## WHAT IS NEEDED
Transcribe every line of the records below without changing a single character.

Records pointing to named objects
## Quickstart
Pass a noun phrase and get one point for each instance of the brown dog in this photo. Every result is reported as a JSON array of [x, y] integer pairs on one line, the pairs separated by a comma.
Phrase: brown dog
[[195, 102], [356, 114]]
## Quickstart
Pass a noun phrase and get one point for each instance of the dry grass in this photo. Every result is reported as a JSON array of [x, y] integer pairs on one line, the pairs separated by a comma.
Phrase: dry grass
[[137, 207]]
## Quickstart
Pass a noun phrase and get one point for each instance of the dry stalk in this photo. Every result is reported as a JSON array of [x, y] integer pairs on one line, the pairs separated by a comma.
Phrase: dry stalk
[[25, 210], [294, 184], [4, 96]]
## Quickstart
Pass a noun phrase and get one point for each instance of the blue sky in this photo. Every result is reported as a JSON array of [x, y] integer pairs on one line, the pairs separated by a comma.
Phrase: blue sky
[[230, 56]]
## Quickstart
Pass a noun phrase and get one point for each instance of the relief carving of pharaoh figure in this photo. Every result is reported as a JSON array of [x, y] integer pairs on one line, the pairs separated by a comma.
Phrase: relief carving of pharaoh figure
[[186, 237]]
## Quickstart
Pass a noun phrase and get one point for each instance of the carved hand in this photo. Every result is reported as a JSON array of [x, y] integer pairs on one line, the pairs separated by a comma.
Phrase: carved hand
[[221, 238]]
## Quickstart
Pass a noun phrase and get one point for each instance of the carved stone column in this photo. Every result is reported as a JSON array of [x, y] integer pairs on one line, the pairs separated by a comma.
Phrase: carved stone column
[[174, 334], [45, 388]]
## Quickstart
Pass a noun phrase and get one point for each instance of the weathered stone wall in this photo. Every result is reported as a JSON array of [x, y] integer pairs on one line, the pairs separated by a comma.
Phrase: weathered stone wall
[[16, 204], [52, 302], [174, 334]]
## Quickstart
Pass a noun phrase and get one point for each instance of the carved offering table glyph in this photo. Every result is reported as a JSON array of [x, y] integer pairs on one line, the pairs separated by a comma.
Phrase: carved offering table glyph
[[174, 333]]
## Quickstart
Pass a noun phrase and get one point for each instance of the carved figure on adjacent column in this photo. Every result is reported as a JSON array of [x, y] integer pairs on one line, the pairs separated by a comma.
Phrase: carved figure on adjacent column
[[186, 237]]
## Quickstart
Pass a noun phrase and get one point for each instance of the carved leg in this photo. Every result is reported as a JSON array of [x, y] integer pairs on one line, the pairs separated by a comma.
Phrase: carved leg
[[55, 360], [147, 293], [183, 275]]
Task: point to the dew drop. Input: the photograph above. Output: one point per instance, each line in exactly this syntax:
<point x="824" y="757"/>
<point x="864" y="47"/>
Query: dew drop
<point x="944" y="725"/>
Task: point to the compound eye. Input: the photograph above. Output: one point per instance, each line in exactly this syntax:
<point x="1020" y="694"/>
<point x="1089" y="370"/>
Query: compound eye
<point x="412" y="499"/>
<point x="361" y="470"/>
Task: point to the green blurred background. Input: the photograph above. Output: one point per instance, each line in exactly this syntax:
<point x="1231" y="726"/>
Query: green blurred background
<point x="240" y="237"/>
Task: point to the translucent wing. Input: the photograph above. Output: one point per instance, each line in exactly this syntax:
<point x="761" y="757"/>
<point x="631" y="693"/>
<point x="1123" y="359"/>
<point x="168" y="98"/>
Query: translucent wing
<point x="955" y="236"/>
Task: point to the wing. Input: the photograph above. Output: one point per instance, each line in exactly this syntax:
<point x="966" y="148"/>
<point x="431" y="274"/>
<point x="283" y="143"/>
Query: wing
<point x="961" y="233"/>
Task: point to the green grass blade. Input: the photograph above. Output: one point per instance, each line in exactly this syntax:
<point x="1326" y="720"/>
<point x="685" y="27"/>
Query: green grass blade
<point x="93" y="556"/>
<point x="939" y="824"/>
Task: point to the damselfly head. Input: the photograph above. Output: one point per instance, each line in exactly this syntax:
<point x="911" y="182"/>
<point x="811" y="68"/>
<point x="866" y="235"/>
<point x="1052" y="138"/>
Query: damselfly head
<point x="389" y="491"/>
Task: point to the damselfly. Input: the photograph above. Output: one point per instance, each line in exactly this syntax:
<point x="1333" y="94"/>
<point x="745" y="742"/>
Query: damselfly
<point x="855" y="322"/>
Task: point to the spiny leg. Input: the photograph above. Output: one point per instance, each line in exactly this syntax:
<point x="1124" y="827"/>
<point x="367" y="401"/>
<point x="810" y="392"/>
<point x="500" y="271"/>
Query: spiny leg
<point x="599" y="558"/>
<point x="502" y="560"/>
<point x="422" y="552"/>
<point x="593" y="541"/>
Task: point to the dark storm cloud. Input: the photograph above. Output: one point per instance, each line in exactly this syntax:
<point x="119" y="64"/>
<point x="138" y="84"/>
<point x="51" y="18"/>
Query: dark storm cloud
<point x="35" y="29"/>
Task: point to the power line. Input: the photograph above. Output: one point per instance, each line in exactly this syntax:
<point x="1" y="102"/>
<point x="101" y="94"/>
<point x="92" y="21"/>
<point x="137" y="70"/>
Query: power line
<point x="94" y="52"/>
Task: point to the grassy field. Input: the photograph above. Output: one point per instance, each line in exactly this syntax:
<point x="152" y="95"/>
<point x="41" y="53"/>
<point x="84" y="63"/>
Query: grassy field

## TASK ANSWER
## Quickstart
Pass a noun phrase and get one point for each instance of the brown dog in this photo. Every result is reported as a JSON array of [x, y] integer pairs on one line, the pairs separated by a comma.
Phrase: brown dog
[[195, 102], [356, 114]]
## Quickstart
Pass a noun phrase and get one point for each instance of the dry grass in this photo. Every result is reported as a JSON array of [x, y] integer pairs on one line, the pairs separated by a comma.
Phrase: dry grass
[[137, 207]]
## Quickstart
Pass a noun phrase and get one point for each instance of the dry stalk in this photo. Every result is reported as a JSON array of [x, y] integer pairs on one line, the pairs separated by a comma.
Phrase: dry stalk
[[25, 210], [294, 184], [4, 96]]
## Quickstart
Pass a noun phrase and get one point for each instance of the blue sky in this photo. Every result is reported as a JSON array of [x, y] integer pairs on one line, the pairs separated by a comma.
Phrase: blue sky
[[230, 56]]
## Quickstart
Pass a noun phrase and get one point for each instance of the relief carving of pharaoh figure in this photo. Every result is reported as a JSON array of [x, y] integer pairs on one line, the pairs separated by a comma.
Phrase: relief carving of pharaoh figure
[[186, 237]]
## Quickstart
Pass a noun phrase and get one point for each instance of the carved hand in this photo. Every result is reported as a JSON array of [x, y] integer pairs on one line, the pairs separated by a comma.
Phrase: carved hand
[[221, 238]]
## Quickstart
Pass a noun phrase and get one point for each instance of the carved stone column in this photo. Every result is reported as a JSON array of [x, y] integer pairs on one line, the pairs separated by a comma.
Phrase: carved stone column
[[174, 334], [45, 388]]
## Quickstart
Pass a noun phrase and get one point for each instance of the weathered stone wall in this photo. Every result is reported as a JSON array of [x, y] integer pairs on one line, the pairs separated by a comma.
Phrase: weathered stone wall
[[16, 204], [52, 302], [174, 334]]
## Quickstart
Pass a noun phrase and get one point for each instance of the carved offering table glyph in this photo. Every result is reported as a JSON array of [x, y] integer pairs on one line, the pairs separated by a comma.
Phrase: carved offering table glyph
[[174, 333]]
## Quickstart
Pass a noun phrase and get one point for each instance of the carved figure on adjacent column in this photo. Every result is reported as a JSON array of [x, y] integer pairs on one line, the pairs separated by a comma.
Phrase: carved figure on adjacent column
[[186, 237]]
## Quickstart
Pass a noun phrase and get one point for each instance of the carved leg in this photo. Every result is reported as a JSON array of [x, y] integer pairs on one line, the pairs separated by a comma.
Phrase: carved leg
[[55, 360], [147, 293], [183, 275]]
Task: point to the dew drop. Input: the photograph above. Output: one point per instance, each line in exactly this syntax:
<point x="824" y="757"/>
<point x="864" y="47"/>
Query: dew drop
<point x="944" y="725"/>
Task: point to the compound eye. Input: the photograph above. Output: one point per instance, each line in exactly this syntax:
<point x="1020" y="694"/>
<point x="1089" y="370"/>
Query: compound eye
<point x="412" y="499"/>
<point x="361" y="470"/>
Task: point to the green blurred background. Input: the photograph above. Output: one point per instance, each line in exactly this syntax:
<point x="1231" y="726"/>
Query: green blurred background
<point x="240" y="237"/>
Task: point to the translucent wing. Input: the photograph above. Output: one point per instance, each line in exactly this syntax:
<point x="761" y="757"/>
<point x="631" y="693"/>
<point x="1123" y="359"/>
<point x="168" y="98"/>
Query: translucent wing
<point x="955" y="236"/>
Task: point to the wing. Input: the photograph above. Output: one point per instance, each line in exactly this syntax:
<point x="966" y="148"/>
<point x="431" y="274"/>
<point x="283" y="143"/>
Query: wing
<point x="961" y="233"/>
Task: point to the green grass blade. Input: the photograph above. Output: one point per instance, each line in exactly this syntax:
<point x="1326" y="720"/>
<point x="685" y="27"/>
Query: green grass blade
<point x="93" y="556"/>
<point x="939" y="824"/>
Task: point to the damselfly head. Input: the photograph above. Output: one point per instance, each line in exactly this syntax:
<point x="911" y="182"/>
<point x="811" y="68"/>
<point x="866" y="235"/>
<point x="1052" y="138"/>
Query: damselfly head
<point x="389" y="491"/>
Task: point to the damselfly. Input: the photograph above. Output: one point per instance, each line in exactly this syntax:
<point x="1333" y="94"/>
<point x="745" y="742"/>
Query: damselfly
<point x="855" y="322"/>
Task: point to the spiny leg. Input: the photograph above. Output: one point per instance, each line in exactly this syntax:
<point x="1124" y="827"/>
<point x="367" y="401"/>
<point x="810" y="392"/>
<point x="500" y="271"/>
Query: spiny leg
<point x="599" y="558"/>
<point x="502" y="560"/>
<point x="422" y="552"/>
<point x="593" y="541"/>
Task: point to the dark storm cloud. Input: the photograph above. Output: one point per instance, each line in exactly this syntax:
<point x="119" y="64"/>
<point x="138" y="84"/>
<point x="51" y="18"/>
Query: dark storm cloud
<point x="35" y="29"/>
Task: point to the power line. Input: the photograph above. Output: one point per instance, each line in exactly this syntax:
<point x="1" y="102"/>
<point x="101" y="94"/>
<point x="92" y="21"/>
<point x="137" y="70"/>
Query: power line
<point x="94" y="52"/>
Task: point to the grassy field. Input: the photograph above. Output: one point per instance, each line in exactly this syntax:
<point x="152" y="95"/>
<point x="41" y="53"/>
<point x="84" y="63"/>
Query: grassy field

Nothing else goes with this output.